- [PROBLEM SET]:
• A. Summarize the article on Duel of Fists in two sentences.
• B. Copy out word for word the stretch of the article on Duel of Fists from "1971 Hong Kong film" through "The Chinese Connection.".

- [SOURCE EXCERPT]:
* * * * * * *

- The Hong Kong movie poster.
- Directed by: Chang Cheh
- Produced by: Run Run Shaw
- Starring: David Chiang Ti Lung
- Distributed by: Shaw Brothers Studio
- Release date: 1 October 1971;
- Running time: 102 minutes
- Country: Hong Kong
- Language: Mandarin/Thai

= Duel of Fists =

1971 Hong Kong film by Chang Cheh

Duel of Fists (拳擊; Quan Ji or Kuen gik) is a 1971 Hong Kong martial arts film directed by Chang Cheh and starring David Chiang and Ti Lung. Filmed on location in Bangkok, the story concerns a Hong Kong engineer (Chiang) who goes to Thailand to find his long-lost half-brother (Ti Lung), who is a Muay Thai boxer. For its 1973 UK release, the film was retitled The Chinese Connection and is often confused with the Bruce Lee film Fist of Fury, which was also known in some areas as The Chinese Connection.

==Plot==
Fan Ko, an engineering architect in Hong Kong who is also highly skilled in martial arts, is called to the bedside of his dying father, who reveals that he long ago had an affair with a woman in Thailand, who bore him a son. He begs Fan Ko to go to Thailand and find the young man, and shows him an old photo, taken when the brother was perhaps 10 years old. But even then, the fierce-looking boy was training in the Thai martial art, Muay Thai, and sported a tattoo on his left arm of a ship's anchor and a swallow flying underneath.

* * * * * * *

- [DATA EXTRACT]:
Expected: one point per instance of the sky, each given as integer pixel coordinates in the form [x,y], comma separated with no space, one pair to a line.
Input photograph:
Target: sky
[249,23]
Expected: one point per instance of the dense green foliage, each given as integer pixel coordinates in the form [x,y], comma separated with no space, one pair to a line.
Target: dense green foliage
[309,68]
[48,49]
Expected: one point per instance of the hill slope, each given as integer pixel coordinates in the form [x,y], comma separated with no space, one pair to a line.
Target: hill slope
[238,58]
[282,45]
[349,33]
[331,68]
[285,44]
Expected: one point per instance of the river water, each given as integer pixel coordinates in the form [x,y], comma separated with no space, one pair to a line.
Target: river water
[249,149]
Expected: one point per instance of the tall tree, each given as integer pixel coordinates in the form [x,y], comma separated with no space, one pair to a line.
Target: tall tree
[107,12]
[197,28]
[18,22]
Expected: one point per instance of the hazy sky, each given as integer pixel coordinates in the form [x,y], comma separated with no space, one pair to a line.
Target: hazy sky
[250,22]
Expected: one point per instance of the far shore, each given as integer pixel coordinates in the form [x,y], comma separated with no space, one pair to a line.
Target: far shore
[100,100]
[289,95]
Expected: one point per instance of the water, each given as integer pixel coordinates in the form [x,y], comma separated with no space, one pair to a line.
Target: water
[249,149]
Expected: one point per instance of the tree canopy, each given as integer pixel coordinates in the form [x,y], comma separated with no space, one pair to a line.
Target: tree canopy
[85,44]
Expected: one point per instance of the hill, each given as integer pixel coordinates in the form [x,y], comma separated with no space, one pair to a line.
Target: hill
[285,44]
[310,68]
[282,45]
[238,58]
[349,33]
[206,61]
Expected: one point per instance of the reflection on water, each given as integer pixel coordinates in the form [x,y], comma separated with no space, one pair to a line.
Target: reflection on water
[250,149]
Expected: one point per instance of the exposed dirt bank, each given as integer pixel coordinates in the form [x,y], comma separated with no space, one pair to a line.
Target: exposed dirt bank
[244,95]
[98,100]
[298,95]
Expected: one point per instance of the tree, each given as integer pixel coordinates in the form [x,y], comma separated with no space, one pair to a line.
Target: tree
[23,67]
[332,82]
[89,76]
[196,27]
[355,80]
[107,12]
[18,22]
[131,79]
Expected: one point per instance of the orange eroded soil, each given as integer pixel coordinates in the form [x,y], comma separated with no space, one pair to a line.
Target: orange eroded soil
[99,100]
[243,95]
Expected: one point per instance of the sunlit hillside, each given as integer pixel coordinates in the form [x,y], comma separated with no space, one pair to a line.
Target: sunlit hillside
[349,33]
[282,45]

* * * * * * *

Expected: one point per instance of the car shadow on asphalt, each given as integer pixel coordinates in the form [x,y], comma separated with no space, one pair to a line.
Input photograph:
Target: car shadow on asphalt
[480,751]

* * * * * * *

- [RESULTS OF THE EXERCISE]:
• A. Duel of Fists is a 1971 Hong Kong martial arts film directed by Chang Cheh, starring David Chiang and Ti Lung, and filmed on location in Bangkok. In it, Hong Kong engineer Fan Ko learns from his dying father that he has a half-brother in Thailand and is asked to go find him, a young man who is a Muay Thai boxer.

• B.
1971 Hong Kong film by Chang Cheh

Duel of Fists (拳擊; Quan Ji or Kuen gik) is a 1971 Hong Kong martial arts film directed by Chang Cheh and starring David Chiang and Ti Lung. Filmed on location in Bangkok, the story concerns a Hong Kong engineer (Chiang) who goes to Thailand to find his long-lost half-brother (Ti Lung), who is a Muay Thai boxer. For its 1973 UK release, the film was retitled The Chinese Connection and is often confused with the Bruce Lee film Fist of Fury, which was also known in some areas as The Chinese Connection.